• _GIVEN TASK_
Starting with the line that contains "flag and record integer pixel coordinates." and continuing through the end of the entries, output those lines as a JSON list of strings, with one string per line and any blank lines left out.
--- Begin DATA SUPPLIED ---
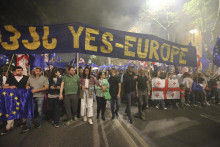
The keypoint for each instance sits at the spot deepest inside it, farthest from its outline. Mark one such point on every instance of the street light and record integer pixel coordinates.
(156, 5)
(193, 31)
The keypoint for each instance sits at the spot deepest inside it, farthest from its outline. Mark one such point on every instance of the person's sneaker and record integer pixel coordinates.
(56, 126)
(103, 117)
(37, 125)
(130, 120)
(4, 132)
(137, 115)
(26, 129)
(75, 118)
(68, 122)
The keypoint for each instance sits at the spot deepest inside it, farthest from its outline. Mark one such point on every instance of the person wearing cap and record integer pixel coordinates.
(18, 80)
(39, 85)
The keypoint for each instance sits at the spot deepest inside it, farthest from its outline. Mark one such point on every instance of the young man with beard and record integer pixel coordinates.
(70, 84)
(142, 95)
(39, 85)
(130, 88)
(115, 90)
(18, 80)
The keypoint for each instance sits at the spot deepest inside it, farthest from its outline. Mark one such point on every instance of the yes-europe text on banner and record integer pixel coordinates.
(165, 89)
(16, 104)
(88, 39)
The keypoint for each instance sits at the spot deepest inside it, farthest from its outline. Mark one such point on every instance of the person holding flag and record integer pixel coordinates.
(18, 80)
(38, 84)
(70, 83)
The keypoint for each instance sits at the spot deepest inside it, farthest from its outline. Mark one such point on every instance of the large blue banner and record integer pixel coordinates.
(88, 39)
(16, 104)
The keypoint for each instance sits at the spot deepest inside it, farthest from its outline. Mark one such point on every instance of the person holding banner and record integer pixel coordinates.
(39, 84)
(130, 88)
(87, 83)
(18, 80)
(70, 83)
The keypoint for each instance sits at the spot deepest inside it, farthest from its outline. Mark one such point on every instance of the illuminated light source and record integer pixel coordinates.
(193, 31)
(156, 5)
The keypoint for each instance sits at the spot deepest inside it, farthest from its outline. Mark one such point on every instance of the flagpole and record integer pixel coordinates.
(10, 64)
(77, 60)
--- End DATA SUPPLIED ---
• _ANSWER TO THE EXERCISE_
[
  "The keypoint for each instance sits at the spot deepest inside it, farthest from its outline. Mark one such point on every instance of the person holding flag and record integer pixel coordinates.",
  "(18, 80)",
  "(38, 84)",
  "(70, 83)",
  "The keypoint for each instance sits at the spot deepest inside it, farthest from its outline. Mark one such point on every instance of the large blue banner and record integer pixel coordinates.",
  "(88, 39)",
  "(16, 104)",
  "The keypoint for each instance sits at the spot deepest inside it, farthest from its outline. Mark one such point on every instance of the person holding banner and record integer pixel coordinates.",
  "(39, 84)",
  "(130, 88)",
  "(87, 83)",
  "(18, 80)",
  "(70, 83)",
  "The keypoint for each instance sits at the spot deepest inside it, farthest from its outline. Mark one such point on every instance of the illuminated light source and record integer pixel coordinates.",
  "(193, 31)",
  "(156, 5)",
  "The keypoint for each instance sits at the spot deepest inside it, farthest from its outline. Mark one such point on every instance of the flagpole and record integer pixel coordinates.",
  "(10, 64)",
  "(77, 60)"
]